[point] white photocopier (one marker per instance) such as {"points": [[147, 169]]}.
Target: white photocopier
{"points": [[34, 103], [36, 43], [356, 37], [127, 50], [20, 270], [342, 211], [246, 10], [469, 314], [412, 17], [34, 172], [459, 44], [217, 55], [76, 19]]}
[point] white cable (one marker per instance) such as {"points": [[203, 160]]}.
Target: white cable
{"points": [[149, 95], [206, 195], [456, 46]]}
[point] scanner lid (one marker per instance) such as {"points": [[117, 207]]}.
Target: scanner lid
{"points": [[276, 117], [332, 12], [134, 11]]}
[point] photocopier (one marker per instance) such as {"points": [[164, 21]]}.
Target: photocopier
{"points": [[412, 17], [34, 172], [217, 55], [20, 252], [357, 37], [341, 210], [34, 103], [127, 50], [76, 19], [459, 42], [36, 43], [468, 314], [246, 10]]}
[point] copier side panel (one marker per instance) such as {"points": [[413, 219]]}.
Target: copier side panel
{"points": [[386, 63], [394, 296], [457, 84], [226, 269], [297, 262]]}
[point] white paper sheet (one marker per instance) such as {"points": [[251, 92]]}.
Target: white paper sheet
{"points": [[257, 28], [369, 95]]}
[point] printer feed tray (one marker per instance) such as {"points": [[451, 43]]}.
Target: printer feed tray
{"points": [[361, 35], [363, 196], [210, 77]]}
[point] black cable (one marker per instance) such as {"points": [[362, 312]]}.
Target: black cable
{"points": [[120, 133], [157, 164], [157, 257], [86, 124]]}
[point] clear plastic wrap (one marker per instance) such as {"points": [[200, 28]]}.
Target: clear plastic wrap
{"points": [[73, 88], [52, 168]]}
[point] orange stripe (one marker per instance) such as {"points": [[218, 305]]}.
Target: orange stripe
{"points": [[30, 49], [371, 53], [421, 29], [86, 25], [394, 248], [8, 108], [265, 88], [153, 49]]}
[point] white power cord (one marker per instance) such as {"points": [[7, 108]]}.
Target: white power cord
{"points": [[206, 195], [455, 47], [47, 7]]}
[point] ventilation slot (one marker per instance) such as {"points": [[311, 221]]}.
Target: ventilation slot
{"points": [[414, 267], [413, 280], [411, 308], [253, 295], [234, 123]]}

* [Short task]: Quote all of the entries verbatim.

* [Result for this task]:
[point] white photocopier (one marker per instance) such as {"points": [[147, 169]]}.
Target: white photocopier
{"points": [[34, 103], [36, 43], [356, 37], [127, 50], [20, 270], [342, 211], [246, 10], [469, 314], [412, 17], [34, 172], [459, 44], [217, 55], [76, 19]]}
[point] white cable (one marker per instance) such as {"points": [[203, 160]]}.
Target: white cable
{"points": [[149, 95], [206, 195], [456, 46]]}
[point] scanner lid (one marker per instance) such as {"points": [[117, 207]]}.
Target: scanner lid
{"points": [[276, 117], [332, 12], [134, 11]]}
[point] photocopier (one marker per instance) such as {"points": [[164, 21]]}.
Target: photocopier
{"points": [[412, 17], [34, 172], [217, 55], [20, 252], [357, 37], [341, 210], [34, 103], [127, 50], [76, 19], [459, 42], [36, 43], [468, 314], [246, 10]]}
[point] copier side panel (one marker per instance) such as {"points": [[413, 219]]}.
Target: copier side panel
{"points": [[386, 63], [394, 296], [457, 84], [226, 269], [297, 262]]}
[point] white paper sheet (one marker per instance) such as {"points": [[251, 92]]}.
Target: white paper sheet
{"points": [[257, 28], [369, 95]]}
[point] printer feed tray (one marker per instance) such as {"points": [[451, 43]]}.
Target: printer feed tray
{"points": [[361, 35], [363, 196], [210, 77]]}
[point] black cable (one marker per instance) such as {"points": [[362, 312]]}.
Target: black cable
{"points": [[120, 133], [157, 164], [157, 257], [86, 124]]}
[point] clear plastic wrap (one marker per instance) such as {"points": [[200, 28]]}.
Target: clear plastic wrap
{"points": [[73, 88], [52, 168]]}
[point] orange stripe (one marker per instance) such as {"points": [[218, 305]]}.
Target: orange stripe
{"points": [[30, 49], [371, 53], [421, 29], [86, 25], [394, 248], [8, 108], [265, 88], [153, 49]]}
[point] white power cord (one marker per instance) such as {"points": [[7, 108]]}.
Target: white power cord
{"points": [[206, 195], [455, 47], [47, 7]]}
[point] ventilation slot (one marker per instance) such as {"points": [[311, 221]]}.
Target: ventilation slot
{"points": [[414, 267], [413, 280], [411, 308], [253, 295], [234, 123]]}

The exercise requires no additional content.